Excerpt »
----
On March 6, 1871, James Rufus Bratton led a group of about seventy white men from their muster at the Briar Patch muster ground 5 mi west of Yorkville to the Williams cabin. The mob first went to the home of Union League member Andy Timons, beating Timons to learn the whereabouts of Williams' home. At his cabin, they found Williams hiding under the floorboards. They grabbed him and pulled him kicking and screaming from the house. Someone, probably Bratton, placed a noose around Williams' neck. Outside, they tied the rope to a tree 10 to 12 ft off the ground and forced Williams to climb to the limb. Bob Caldwell, another Klansman, climbed to the limb and pushed Williams, who then dangled from the limb by his hands. Caldwell used a knife to hack at William's fingers until he released, whence he "died cursing, pleading and praying all in one breath." Williams was subsequently brought to Bratton's office where Bratton, in his medical capacity, served the inquest.

== Legacy ==
The mob visited several other homes of men involved in the Union League militia, succeeding in gathering 23 guns but no other members. Members of the league swore vengeance, but did not act. Companies B, E, and K of George Armstrong Custer's Seventh U.S. Cavalry led by Major Lewis Merrill arrived in the area to try to quell the violence. Elias Hill stepped in to lead the league, now in disarray. In another raid, Hill's nephews, Solomon Hill and June Moore, were attacked and forced to renounce their Republican Party affiliation in the local paper, the Yorkville Enquirer. Hill himself was attacked in March.

This was the first episode of Ku Klux Klan violence Merrill saw in York County, and he was unable to step in to protect the Black citizens of York County. Eight days after the attack, Merrill met with community leaders demanding change, although violence continued over the summer. Merrill's efforts eventually led to the dismantling of much of the Klan in the county, although Bratton was never successfully prosecuted. In October 1871, Hill and his nephews led a large group of local Black residents immigrating to Liberia to escape the violence.
----
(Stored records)

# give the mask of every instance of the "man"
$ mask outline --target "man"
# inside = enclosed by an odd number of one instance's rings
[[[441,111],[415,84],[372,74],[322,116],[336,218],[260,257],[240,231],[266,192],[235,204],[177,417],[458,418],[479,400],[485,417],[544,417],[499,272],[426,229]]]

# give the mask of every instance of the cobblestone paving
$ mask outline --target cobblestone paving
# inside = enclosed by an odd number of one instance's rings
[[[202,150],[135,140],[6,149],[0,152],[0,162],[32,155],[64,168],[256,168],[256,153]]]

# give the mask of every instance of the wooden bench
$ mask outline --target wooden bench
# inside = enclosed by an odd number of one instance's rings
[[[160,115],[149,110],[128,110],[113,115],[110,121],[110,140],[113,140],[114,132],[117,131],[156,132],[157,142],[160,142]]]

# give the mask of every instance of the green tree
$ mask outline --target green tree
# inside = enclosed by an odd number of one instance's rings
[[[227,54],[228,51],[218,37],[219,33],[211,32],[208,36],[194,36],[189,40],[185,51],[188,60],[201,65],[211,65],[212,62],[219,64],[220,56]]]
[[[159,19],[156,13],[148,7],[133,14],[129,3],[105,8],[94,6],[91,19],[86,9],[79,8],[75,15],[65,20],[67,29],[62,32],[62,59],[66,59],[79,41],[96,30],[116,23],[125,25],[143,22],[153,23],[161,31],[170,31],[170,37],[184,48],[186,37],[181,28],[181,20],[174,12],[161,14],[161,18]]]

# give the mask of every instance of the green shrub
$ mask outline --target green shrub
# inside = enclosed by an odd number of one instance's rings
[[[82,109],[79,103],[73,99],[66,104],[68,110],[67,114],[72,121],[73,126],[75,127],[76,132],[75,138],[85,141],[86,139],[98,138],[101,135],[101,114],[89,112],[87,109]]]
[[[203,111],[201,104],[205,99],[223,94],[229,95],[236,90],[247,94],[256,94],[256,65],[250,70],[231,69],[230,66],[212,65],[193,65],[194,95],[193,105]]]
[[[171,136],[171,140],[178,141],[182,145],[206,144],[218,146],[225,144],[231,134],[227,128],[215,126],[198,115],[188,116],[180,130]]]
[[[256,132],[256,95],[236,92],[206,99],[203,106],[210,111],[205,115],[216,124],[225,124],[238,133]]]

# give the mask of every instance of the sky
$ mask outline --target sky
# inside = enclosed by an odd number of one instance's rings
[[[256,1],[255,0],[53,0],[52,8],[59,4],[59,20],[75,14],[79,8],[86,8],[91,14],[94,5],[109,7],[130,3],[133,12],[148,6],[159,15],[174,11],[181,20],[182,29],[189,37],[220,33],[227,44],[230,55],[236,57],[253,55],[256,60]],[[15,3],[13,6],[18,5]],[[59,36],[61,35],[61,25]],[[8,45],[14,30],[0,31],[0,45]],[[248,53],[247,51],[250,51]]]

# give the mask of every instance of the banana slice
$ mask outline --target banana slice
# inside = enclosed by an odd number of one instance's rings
----
What you need to do »
[A] Transcribe the York County passage from "This was the" up to and including "escape the violence.".
[B] Render this sentence from the York County passage in Spanish: "Members of the league swore vengeance, but did not act."
The stored records play no part in what you need to do.

Answers provided »
[A]
This was the first episode of Ku Klux Klan violence Merrill saw in York County, and he was unable to step in to protect the Black citizens of York County. Eight days after the attack, Merrill met with community leaders demanding change, although violence continued over the summer. Merrill's efforts eventually led to the dismantling of much of the Klan in the county, although Bratton was never successfully prosecuted. In October 1871, Hill and his nephews led a large group of local Black residents immigrating to Liberia to escape the violence.

[B] Los miembros de la liga juraron venganza, pero no actuaron.